The 49th Assembly District of Wisconsin is one of 99 districts in the Wisconsin State Assembly.  Located in southwest Wisconsin, the district comprises all of Grant County, as well as the western half of Richland County and a small part of southwest Lafayette County.  It includes the cities of Boscobel, Cuba City, Fennimore, Lancaster, and Platteville, and the villages of Benton, Bloomington, Blue River, Boaz, Cassville, Dickeyville, Hazel Green, Livingston, Montfort, Muscoda, Potosi, Woodman, and Yuba, and the part of the village of Viola within Richland County.  The district also contains the University of Wisconsin–Platteville campus, Wyalusing State Park, and Nelson Dewey Memorial State Park, and historic landmarks such as the Potosi Brewery and the Grant County Courthouse.  The district is represented by Republican Travis Tranel, since January 2011.

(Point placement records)
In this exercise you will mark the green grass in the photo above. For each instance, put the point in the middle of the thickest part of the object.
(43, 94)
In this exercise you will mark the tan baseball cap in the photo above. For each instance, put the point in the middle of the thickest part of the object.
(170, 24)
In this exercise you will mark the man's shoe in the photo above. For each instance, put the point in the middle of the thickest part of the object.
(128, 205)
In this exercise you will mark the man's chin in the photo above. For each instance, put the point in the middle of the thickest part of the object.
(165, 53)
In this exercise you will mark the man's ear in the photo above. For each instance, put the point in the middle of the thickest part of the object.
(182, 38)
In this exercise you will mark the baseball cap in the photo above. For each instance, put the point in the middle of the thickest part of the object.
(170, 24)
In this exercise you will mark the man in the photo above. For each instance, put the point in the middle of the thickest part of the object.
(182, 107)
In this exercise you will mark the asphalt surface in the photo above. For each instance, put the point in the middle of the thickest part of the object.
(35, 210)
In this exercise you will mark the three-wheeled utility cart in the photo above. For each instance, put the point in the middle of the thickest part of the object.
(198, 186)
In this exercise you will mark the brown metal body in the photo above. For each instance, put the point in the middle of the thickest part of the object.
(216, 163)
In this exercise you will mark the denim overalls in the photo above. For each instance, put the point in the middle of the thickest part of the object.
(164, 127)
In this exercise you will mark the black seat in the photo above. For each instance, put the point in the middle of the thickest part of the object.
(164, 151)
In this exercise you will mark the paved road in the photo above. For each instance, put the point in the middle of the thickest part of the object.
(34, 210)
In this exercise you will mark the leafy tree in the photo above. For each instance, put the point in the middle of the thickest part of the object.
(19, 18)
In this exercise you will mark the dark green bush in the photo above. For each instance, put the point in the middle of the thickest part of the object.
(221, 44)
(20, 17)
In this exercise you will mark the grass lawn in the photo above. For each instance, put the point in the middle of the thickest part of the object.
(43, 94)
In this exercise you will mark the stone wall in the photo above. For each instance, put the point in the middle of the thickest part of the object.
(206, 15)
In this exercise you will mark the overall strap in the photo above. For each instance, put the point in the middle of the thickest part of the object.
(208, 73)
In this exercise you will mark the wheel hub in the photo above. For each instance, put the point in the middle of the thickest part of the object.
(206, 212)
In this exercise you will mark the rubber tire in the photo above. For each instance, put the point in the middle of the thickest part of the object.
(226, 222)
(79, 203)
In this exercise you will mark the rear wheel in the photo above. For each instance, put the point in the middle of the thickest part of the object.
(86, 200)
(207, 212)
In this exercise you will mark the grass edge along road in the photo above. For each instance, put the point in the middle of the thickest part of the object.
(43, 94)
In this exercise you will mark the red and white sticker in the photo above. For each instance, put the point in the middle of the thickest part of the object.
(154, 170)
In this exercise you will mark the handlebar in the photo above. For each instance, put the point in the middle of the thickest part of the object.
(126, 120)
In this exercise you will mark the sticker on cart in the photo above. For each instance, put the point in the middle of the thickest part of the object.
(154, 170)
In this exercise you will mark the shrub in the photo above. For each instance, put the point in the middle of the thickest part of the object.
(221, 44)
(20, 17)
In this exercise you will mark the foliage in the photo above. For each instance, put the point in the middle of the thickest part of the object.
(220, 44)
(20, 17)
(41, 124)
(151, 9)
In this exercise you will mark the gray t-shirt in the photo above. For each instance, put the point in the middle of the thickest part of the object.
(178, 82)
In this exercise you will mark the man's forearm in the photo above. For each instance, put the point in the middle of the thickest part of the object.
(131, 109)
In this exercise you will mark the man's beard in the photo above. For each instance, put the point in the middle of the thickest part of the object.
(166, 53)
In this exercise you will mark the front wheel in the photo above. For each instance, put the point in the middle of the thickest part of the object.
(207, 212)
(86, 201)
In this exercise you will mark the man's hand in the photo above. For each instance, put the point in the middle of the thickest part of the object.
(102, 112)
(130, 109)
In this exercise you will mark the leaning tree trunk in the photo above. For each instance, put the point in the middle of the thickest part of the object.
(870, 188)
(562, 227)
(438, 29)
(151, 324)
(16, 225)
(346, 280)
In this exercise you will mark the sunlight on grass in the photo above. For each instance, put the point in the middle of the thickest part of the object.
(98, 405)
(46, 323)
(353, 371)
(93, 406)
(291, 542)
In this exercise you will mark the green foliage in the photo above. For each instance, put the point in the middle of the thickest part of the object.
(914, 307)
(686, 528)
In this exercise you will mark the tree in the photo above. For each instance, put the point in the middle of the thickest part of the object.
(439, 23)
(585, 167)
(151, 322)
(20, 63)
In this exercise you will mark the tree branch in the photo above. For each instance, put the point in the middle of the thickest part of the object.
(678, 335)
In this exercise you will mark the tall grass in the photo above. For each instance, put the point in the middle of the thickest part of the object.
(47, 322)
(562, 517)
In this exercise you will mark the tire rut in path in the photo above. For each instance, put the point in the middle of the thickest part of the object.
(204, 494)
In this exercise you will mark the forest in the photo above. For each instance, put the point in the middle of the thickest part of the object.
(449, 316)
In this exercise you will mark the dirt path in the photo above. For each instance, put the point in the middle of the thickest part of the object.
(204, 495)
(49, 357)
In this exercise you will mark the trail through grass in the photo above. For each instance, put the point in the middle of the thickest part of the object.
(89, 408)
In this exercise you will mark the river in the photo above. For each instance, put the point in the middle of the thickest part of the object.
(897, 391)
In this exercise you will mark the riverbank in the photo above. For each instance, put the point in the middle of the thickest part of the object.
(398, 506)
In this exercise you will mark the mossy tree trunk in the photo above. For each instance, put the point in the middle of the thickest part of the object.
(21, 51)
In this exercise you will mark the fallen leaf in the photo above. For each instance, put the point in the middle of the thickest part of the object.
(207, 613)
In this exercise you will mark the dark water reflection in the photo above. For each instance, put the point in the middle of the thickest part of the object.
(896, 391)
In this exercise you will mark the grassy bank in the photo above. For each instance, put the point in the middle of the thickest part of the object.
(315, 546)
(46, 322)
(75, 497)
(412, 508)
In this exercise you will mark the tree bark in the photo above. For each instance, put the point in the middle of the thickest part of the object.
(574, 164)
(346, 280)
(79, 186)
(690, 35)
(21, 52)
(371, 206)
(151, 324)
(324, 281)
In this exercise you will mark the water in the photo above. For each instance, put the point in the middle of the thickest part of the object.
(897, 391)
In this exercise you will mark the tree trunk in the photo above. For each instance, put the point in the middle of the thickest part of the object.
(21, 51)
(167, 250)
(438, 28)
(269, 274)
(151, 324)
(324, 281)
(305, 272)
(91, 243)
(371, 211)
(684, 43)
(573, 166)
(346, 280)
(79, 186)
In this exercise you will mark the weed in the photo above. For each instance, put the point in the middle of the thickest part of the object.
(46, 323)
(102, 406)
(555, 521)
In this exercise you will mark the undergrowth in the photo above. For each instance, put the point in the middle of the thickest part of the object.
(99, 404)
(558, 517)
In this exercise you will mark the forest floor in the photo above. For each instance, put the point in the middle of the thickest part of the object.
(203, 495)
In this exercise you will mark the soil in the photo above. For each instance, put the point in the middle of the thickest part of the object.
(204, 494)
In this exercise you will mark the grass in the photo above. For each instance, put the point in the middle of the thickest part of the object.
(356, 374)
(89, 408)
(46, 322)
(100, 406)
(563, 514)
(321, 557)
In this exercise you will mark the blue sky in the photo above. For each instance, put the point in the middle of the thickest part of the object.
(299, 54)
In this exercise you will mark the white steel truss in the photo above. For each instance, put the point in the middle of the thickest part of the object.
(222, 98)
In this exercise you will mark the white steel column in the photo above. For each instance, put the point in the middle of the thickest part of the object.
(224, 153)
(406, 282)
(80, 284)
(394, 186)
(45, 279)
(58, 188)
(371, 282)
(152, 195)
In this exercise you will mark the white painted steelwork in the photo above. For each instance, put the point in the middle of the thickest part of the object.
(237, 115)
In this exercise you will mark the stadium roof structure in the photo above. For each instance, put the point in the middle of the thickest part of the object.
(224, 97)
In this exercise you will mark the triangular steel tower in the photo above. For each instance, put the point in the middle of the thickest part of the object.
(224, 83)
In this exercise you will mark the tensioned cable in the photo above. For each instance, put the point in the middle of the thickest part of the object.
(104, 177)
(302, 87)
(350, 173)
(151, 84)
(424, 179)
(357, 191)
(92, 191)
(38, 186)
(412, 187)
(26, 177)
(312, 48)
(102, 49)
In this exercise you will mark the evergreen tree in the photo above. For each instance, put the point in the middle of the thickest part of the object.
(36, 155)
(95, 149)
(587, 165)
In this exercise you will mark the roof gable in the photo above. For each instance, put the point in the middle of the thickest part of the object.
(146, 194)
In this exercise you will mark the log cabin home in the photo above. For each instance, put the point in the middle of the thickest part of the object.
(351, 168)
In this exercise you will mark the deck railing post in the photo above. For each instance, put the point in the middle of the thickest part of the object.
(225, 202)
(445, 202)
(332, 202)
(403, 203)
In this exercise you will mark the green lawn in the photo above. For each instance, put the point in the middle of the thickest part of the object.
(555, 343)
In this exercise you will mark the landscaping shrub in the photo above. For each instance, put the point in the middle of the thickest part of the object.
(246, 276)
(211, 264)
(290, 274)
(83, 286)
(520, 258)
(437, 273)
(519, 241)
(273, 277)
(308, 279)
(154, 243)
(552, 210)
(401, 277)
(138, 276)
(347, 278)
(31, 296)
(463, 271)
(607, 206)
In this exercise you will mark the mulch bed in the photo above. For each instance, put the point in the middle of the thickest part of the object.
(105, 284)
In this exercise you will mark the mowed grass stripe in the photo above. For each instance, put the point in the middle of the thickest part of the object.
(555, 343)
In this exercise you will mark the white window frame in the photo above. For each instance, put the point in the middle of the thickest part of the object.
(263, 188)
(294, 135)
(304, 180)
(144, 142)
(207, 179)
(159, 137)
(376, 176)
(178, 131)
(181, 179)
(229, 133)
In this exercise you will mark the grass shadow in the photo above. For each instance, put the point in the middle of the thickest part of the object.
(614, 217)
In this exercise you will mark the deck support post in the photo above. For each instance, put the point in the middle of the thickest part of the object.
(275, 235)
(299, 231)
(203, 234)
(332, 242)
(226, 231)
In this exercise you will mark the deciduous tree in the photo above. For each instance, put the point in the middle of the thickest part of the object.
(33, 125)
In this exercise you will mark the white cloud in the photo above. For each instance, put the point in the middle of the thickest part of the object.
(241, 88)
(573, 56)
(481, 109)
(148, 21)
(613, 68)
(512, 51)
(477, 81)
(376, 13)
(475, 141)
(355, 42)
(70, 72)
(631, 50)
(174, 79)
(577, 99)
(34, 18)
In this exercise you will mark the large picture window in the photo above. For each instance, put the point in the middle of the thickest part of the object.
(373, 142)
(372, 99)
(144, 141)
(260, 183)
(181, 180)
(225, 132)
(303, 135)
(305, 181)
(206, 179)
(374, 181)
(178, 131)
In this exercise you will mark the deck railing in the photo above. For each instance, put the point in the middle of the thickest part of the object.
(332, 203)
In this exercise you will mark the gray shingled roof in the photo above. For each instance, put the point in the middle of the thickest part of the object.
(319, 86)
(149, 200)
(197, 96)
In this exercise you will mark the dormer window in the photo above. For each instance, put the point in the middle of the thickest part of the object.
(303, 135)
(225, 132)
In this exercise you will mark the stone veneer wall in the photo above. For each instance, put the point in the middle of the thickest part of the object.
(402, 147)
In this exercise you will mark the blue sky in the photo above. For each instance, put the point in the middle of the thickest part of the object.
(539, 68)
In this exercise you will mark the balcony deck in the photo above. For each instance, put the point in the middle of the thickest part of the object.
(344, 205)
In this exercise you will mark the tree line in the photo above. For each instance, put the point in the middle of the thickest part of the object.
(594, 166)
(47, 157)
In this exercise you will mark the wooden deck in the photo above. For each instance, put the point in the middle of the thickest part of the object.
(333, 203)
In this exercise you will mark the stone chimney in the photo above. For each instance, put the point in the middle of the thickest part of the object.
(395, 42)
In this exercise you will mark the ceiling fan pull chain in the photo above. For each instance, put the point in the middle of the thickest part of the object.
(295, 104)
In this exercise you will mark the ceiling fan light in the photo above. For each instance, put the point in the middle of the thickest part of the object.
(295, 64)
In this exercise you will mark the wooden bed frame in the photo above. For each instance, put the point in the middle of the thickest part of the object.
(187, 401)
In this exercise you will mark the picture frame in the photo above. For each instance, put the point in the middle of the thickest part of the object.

(AIM)
In two sentences, summarize the text on Wisconsin's 49th Assembly District.

(SOLUTION BELOW)
The 49th Assembly District is one of 99 districts in the Wisconsin State Assembly, located in southwest Wisconsin and covering all of Grant County, the western half of Richland County, and a small part of southwest Lafayette County. It includes cities such as Platteville and Lancaster, contains the University of Wisconsin–Platteville campus and two state parks, and has been represented by Republican Travis Tranel since January 2011.